- **Materiale fornito**:
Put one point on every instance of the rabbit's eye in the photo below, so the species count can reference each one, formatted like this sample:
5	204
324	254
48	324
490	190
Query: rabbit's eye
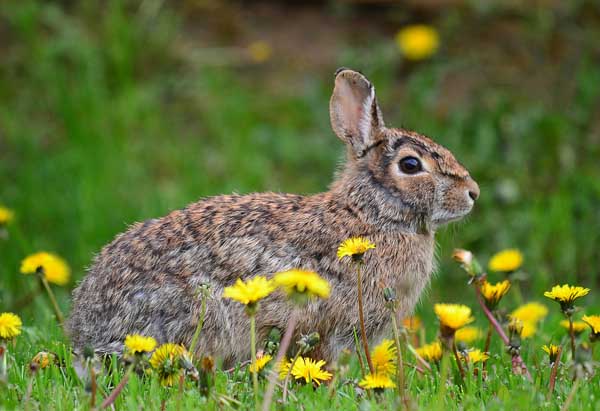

- **Richiesta data**: Restituisci le righe dei record qui sopra come elenco numerato, tralasciando le righe vuote. Per favore, lascia fuori dalla risposta le immagini.

- **Soluzione**:
1. Put one point on every instance of the rabbit's eye in the photo below, so the species count can reference each one, formatted like this sample:
2. 5	204
3. 324	254
4. 48	324
5. 490	190
6. Query: rabbit's eye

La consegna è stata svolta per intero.